**Data records:**
┌──
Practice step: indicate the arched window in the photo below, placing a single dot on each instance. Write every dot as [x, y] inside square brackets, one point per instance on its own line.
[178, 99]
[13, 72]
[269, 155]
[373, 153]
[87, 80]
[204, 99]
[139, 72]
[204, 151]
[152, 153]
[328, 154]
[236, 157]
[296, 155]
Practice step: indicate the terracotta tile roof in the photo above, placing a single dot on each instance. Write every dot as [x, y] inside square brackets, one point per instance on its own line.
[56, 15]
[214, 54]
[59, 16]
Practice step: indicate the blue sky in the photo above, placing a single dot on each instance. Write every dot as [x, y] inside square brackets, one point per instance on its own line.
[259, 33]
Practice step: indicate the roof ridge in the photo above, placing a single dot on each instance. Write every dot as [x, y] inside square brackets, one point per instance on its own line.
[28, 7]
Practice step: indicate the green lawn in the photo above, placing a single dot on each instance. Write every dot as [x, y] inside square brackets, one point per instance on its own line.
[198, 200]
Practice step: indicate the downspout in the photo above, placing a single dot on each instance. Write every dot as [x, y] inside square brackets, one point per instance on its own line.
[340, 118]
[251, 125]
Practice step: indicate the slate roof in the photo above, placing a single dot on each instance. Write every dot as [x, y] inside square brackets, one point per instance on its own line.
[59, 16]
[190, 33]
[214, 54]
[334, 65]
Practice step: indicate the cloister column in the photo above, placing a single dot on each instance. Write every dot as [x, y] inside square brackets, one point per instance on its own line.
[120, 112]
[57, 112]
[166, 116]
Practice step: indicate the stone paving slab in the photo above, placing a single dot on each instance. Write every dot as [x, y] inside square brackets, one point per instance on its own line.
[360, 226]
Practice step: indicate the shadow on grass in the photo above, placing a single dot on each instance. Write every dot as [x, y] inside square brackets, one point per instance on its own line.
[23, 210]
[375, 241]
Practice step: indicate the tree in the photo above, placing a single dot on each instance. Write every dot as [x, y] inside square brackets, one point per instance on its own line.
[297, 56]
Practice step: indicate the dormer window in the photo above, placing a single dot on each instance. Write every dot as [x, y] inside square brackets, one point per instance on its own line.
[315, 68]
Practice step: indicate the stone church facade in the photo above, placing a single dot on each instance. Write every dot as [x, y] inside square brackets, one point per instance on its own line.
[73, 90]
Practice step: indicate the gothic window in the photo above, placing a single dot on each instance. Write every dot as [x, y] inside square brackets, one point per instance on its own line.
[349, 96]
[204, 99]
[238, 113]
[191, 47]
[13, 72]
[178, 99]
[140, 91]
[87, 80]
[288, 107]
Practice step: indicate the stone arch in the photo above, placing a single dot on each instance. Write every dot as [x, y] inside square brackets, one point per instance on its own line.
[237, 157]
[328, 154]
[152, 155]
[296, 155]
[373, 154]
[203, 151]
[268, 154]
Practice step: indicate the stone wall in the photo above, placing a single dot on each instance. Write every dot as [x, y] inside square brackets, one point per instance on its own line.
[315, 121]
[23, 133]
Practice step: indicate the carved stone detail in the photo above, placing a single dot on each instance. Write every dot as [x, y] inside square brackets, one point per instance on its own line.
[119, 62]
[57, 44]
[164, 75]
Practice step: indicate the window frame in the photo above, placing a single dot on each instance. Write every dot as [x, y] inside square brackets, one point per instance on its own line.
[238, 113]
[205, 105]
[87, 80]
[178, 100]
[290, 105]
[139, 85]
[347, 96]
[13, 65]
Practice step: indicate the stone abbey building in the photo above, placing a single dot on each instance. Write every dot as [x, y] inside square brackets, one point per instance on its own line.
└──
This calls for all of the entries above, repeated exactly.

**Answer to this problem:**
Practice step: indicate the arched window in the photo below, placing a single dot on each instance. Write every dot as [x, y] inside square brackets, one point per instance on its own line.
[178, 99]
[13, 72]
[269, 155]
[373, 153]
[87, 80]
[204, 99]
[139, 72]
[204, 151]
[152, 153]
[328, 154]
[236, 157]
[296, 155]
Practice step: indicate the terracotta tile roof in the photo above, placing a single dot on each instance. Write every dot as [x, y] inside square brackets, one point per instance on its own line.
[56, 15]
[214, 54]
[59, 16]
Practice step: indicate the blue sky in the photo above, placing a single dot on each instance. Write every dot as [x, y] inside square brackets, one point per instance on its own line.
[259, 33]
Practice step: indicate the roof ridge in the photo above, placing a single dot on each instance. Write every dot as [x, y] inside square brackets, one point per instance on its own line.
[28, 7]
Practice step: indicate the green lawn in the photo above, placing a single dot on each instance. Write every dot as [x, y] inside square brackets, one point per instance on its own line.
[198, 200]
Practice step: indicate the downspout in the photo above, placing a single dot on each instance. Write every dot as [x, y] inside square brackets, one point per instance on its own line.
[340, 118]
[251, 125]
Practice step: indicate the slate roof in the photo above, placing a single dot on each instance. Write every dot as [x, y] inside square brackets, one point per instance on its own line.
[59, 16]
[190, 33]
[214, 54]
[334, 65]
Practice step: indicate the cloister column in the photo above, placing a single dot on each instance. Write every dot as [x, y] inside square brackets, one point per instance on its own line.
[120, 112]
[57, 112]
[166, 116]
Practice step: indicate the stone paving slab in the photo above, placing a single dot on each instance. Write every dot as [x, y] inside square brackets, one point per instance on its own line.
[360, 226]
Practice step: indicate the shadow on grass in the photo above, placing a single dot on each instance. Write every dot as [x, y] inside square brackets, one point per instance on its own line.
[23, 210]
[375, 241]
Practice step: indicate the tree in the photo above, placing a single dot on each instance. Write every dot as [x, y] inside square brackets, one point per instance on its own line.
[297, 56]
Practice step: indicate the dormer window in the photo above, placing a single dot on each instance. Write every dot as [x, y] inside square brackets, one point per instance on its own line.
[315, 68]
Practice step: indicate the stone church facade in the photo above, placing a single dot on each instance. Write every dot as [x, y] inside square brackets, one point per instance on its own line.
[73, 90]
Practice step: indicate the gothic window in the photo above, placing a single dot on each instance. Write every dot as [x, y] inside square brackets, one point per instance on its own line.
[349, 96]
[204, 99]
[238, 113]
[191, 47]
[13, 72]
[178, 99]
[140, 91]
[87, 80]
[288, 107]
Practice step: indicate the stone arch in the photo above, placing a single dot on each instance. Write every dot as [x, y] inside square brackets, one point per instance on its own line.
[237, 157]
[328, 154]
[152, 155]
[296, 155]
[373, 154]
[203, 151]
[268, 154]
Practice step: indicate the stone wall in the photo above, placing a single dot on each instance. Write every dot as [x, y] inside square brackets, one point per instance on its own line.
[315, 121]
[23, 133]
Practice step: indicate the carved stone detail in the photo above, placing a single dot on each instance. Write every dot as [x, y] inside square brackets, one point per instance on its own line.
[119, 62]
[57, 44]
[164, 75]
Practice step: indicate the window frame in the photo above, placing a single dot on each instance. Write every dot as [x, y] inside square brackets, one point per instance on its own line.
[238, 113]
[205, 105]
[87, 80]
[178, 100]
[290, 105]
[139, 85]
[347, 96]
[13, 65]
Practice step: indicate the stone abbey building in the photo above, placing a single dot on each instance. Write every dot as [x, y] inside square brackets, one point per instance on its own line.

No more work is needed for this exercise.